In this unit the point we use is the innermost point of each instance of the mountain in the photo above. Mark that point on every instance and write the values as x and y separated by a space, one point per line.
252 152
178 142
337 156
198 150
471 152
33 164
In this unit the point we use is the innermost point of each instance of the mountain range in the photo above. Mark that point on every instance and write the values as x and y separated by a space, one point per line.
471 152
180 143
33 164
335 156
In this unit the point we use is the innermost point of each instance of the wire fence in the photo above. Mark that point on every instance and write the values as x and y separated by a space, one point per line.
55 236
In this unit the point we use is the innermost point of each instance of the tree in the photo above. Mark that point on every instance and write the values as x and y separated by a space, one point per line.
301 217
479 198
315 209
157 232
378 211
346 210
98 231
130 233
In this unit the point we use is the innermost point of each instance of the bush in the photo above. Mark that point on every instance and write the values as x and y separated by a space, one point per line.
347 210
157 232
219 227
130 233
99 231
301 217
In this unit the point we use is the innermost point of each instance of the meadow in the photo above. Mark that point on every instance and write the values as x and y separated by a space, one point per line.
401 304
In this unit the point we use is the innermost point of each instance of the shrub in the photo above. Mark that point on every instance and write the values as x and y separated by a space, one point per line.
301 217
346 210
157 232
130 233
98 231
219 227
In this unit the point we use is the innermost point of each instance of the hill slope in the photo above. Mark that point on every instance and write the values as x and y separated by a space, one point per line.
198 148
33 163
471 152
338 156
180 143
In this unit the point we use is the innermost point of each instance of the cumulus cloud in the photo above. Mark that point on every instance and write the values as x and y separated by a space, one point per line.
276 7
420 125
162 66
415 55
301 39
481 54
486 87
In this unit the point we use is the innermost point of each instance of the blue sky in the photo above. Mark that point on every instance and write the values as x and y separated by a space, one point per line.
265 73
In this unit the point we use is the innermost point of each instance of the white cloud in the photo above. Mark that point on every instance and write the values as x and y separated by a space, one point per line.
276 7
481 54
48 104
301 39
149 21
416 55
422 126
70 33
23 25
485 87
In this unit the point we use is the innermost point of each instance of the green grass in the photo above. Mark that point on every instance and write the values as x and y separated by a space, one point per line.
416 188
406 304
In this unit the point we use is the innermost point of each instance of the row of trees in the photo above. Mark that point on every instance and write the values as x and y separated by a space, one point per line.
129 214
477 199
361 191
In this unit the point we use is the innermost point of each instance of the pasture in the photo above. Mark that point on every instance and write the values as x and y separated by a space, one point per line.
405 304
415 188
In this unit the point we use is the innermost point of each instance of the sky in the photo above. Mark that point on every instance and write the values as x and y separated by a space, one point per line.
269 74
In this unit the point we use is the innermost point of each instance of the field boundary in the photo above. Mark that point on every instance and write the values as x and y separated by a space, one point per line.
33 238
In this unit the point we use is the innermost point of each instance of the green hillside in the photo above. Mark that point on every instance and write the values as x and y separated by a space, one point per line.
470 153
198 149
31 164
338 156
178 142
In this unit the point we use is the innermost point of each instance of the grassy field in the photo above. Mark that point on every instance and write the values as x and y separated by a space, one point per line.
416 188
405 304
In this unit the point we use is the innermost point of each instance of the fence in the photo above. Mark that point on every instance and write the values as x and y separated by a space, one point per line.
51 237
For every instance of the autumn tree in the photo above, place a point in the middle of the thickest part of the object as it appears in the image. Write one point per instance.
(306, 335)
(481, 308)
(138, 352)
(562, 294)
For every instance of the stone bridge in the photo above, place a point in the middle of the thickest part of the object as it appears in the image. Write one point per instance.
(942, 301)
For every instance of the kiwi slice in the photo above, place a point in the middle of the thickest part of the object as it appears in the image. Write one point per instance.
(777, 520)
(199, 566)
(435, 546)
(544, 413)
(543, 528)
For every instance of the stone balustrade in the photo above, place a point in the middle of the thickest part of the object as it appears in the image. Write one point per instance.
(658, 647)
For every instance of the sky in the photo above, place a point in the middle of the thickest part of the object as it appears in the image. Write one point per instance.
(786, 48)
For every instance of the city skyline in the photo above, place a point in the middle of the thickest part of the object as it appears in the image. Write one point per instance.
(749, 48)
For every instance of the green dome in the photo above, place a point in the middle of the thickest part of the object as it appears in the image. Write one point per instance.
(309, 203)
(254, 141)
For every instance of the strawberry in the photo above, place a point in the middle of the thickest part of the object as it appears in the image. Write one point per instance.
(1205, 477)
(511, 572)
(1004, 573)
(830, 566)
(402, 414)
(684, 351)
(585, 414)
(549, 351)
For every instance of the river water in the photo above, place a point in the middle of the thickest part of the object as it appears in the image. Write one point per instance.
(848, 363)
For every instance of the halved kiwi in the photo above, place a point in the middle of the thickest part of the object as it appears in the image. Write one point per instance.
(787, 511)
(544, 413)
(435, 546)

- - - -

> [WORK TO COMPLETE]
Every line of the listing should be printed again exactly.

> [SOLUTION TO THIS PROBLEM]
In this unit the point we use is the innermost point of each instance of the mountain in the photo above. Mark that point on every instance and write the values as x and y separated by a space, one point per line.
252 152
178 142
337 156
198 150
471 152
33 164
In this unit the point we use is the innermost point of each instance of the mountain range in the photo above. Mark that point on every instance and write the values as x and y separated by a space, one point per line.
471 152
180 143
33 164
335 156
In this unit the point we use is the innermost point of each instance of the wire fence in the photo above. Mark that point on every instance and write the values as x and y separated by a space, one point per line.
55 236
In this unit the point we use is the innermost point of each instance of the tree in the photo above. Mark that point on every instance and write the values as x and y separated by a space, one point per line.
301 217
479 198
315 209
157 232
378 211
346 210
98 231
130 233
In this unit the point we use is the innermost point of each instance of the bush in the photo above. Mark that point on every instance and write the values as x and y separated by a space, one point per line.
347 210
157 232
219 227
130 233
99 231
301 217
In this unit the point we use is the innermost point of each instance of the meadow in the photo above. Mark that point on every instance and write the values as x and y separated by a space, one point per line.
401 304
In this unit the point we use is the innermost point of each instance of the shrub in the photo above. Mark that point on every instance and write the values as x and y separated by a space, one point per line.
301 217
346 210
157 232
130 233
98 231
219 227
In this unit the point we use is the innermost point of each instance of the hill slope in the photo above. Mark that point on every instance and write the values as x and y separated by a space, one point per line.
198 148
33 163
471 152
338 156
180 143
In this unit the point we use is the innermost point of each instance of the cumulus cloud in the photo above. Mark that point on every instance and write the values as x and y separated by a space, one point per line.
276 7
420 125
162 66
415 55
301 39
481 54
486 87
In this unit the point we use is the innermost point of each instance of the blue sky in the photo above. Mark that point on every instance and write the values as x and y separated by a space, one point per line.
265 73
In this unit the point we use is the innermost point of each instance of the white cloud in the photo above. Mark that point on every instance and write the values as x and y separated by a space, one point per line.
276 7
481 54
48 104
301 39
149 21
416 55
422 126
70 33
23 25
485 87
In this unit the point we use is the innermost point of each instance of the green grass in the photo above. Mark that point on every instance and write the values as x and y separated by a space, one point per line.
416 188
406 304
In this unit the point we use is the innermost point of each instance of the row of trees in the photo above. Mark that point on every instance and write the values as x and y separated by a space, one point per line.
129 214
477 199
361 191
In this unit the point we use is the innermost point of each instance of the pasture in the photo above. Mark that point on every instance and write the values as x and y separated by a space, one point per line.
405 304
415 188
In this unit the point we use is the innermost point of each instance of the sky in the photo above. Mark that point on every instance and write the values as x and y separated by a space, one point per line.
269 74
In this unit the point we use is the innermost point of each instance of the field boundary in the photo above. Mark that point on every instance and write the values as x and y separated by a space, one point per line.
33 238
In this unit the point we use is the innermost point of each instance of the green hillside in the photo above. Mark that point on every instance and write the values as x and y separated by a space, one point per line.
470 153
198 149
31 164
338 156
178 142
In this unit the point we use is the innermost point of each instance of the grassy field in the photo above. Mark that point on every instance and write the values as x and y separated by a space, one point per line.
416 188
405 304
In this unit the point we use is the innermost point of each instance of the fence in the photo above. Mark that point on every instance and write the values as x and y separated by a space, one point per line.
51 237
For every instance of the autumn tree in the photo above, place a point in the middle of the thickest part of the object as it appears in the image. Write one point per instance.
(306, 335)
(481, 308)
(138, 352)
(562, 294)
For every instance of the stone bridge in the photo above, place a point in the middle of the thickest part of the object as it appears in the image. Write one point per instance.
(942, 301)
For every instance of the kiwi slice in the photo above, place a point in the middle of the thickest part of the object as it appears in the image. Write one point per instance.
(777, 520)
(199, 566)
(435, 546)
(544, 413)
(543, 528)
For every instance of the stone balustrade in the photo above, place a point in the middle of the thickest part of the object as it appears in the image. Write one point per instance.
(658, 647)
For every instance of the sky in the photo above, place a point in the middle of the thickest part of the object as it appears in the image. Write one point per instance.
(786, 48)
For every instance of the city skyline in the photo above, place a point in the middle of the thickest part of the object as it appears in the image. Write one point per instance.
(749, 48)
For every instance of the green dome in the photo above, place a point in the middle of the thickest part of the object as it appears in the image. Write one point per instance.
(309, 203)
(254, 141)
For every instance of the strawberry in the photo above, place a point in the middle of the thickest part of the object as it appears in the image. Write one point per instance.
(1205, 477)
(511, 572)
(1004, 573)
(830, 566)
(402, 414)
(684, 351)
(585, 414)
(549, 351)
For every instance of the river water in the photo above, place a point in the middle of the thickest part of the object as it appears in the image. Write one point per instance.
(848, 363)
For every instance of the halved kiwi in the photo above, place a point in the middle of the thickest part of the object as it appears in the image. Write one point per instance.
(787, 511)
(544, 413)
(435, 546)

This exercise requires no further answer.